* **TRECHO DO DOCUMENTO**

□ □ □ □

“o efeito do neorrealismo no cinema italiano e do mundo todo
é perene”
A DUPLA ORIGEM DO
CINEMA
O ano de 1945 marca o
início do neorrealismo italiano. E havia, neste momento, na crítica
cinematográfica, um certo lamento de ter o cinema optado pelo caminho de Meliès
ao invés dos Lumière. A missão falhara, até então, ao deixar de situar o cinema
pelo aprendizado dos Lumière, na qual estava disseminada a realidade, ao invés
da fantasia de Meliès.
A superação do paradigma
Meliès pelo paradigma dos Lumière era uma das grandes questões no nascedouro do
neorrealismo italiano, o que representava a transição para o caráter científico
da objetividade documentária do filme, saindo da influência de Meliès, que era
o cinema de caráter fabuloso e, para alguns, artificial.
Esta disputa entre
um cinema de entretenimento, de fábula, com artifícios ficcionais e maquinais
de ilusão, e um cinema com uma orientação politizada, documental, que pretendia
fazer da realidade factual o meio da câmera e da montagem, ao contrário de uma
ficção pura de enlevo metafísico ou puramente estético, talvez seja o grande
marco de toda a história do cinema, pois, em grande parte de toda a evolução do
cinema, em geral, transitou esta herança dupla entre Meliès e os Lumière.

□ □ □ □

* **INFORMAÇÕES EXIBIDAS**
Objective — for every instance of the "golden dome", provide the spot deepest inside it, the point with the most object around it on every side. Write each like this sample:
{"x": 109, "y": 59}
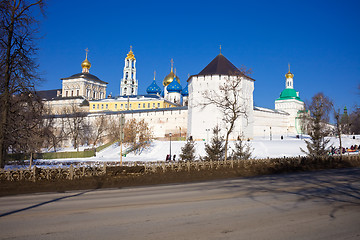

□ □ □ □

* **INSTRUÇÕES A SEGUIR**
Copie do texto sobre o neorrealismo italiano o trecho entre "Esta disputa entre" e "e os Lumière.", inclusive. Os dados não têm relação com o texto sobre o neorrealismo italiano.

* **TAREFA CONCLUÍDA**
Esta disputa entre
um cinema de entretenimento, de fábula, com artifícios ficcionais e maquinais
de ilusão, e um cinema com uma orientação politizada, documental, que pretendia
fazer da realidade factual o meio da câmera e da montagem, ao contrário de uma
ficção pura de enlevo metafísico ou puramente estético, talvez seja o grande
marco de toda a história do cinema, pois, em grande parte de toda a evolução do
cinema, em geral, transitou esta herança dupla entre Meliès e os Lumière.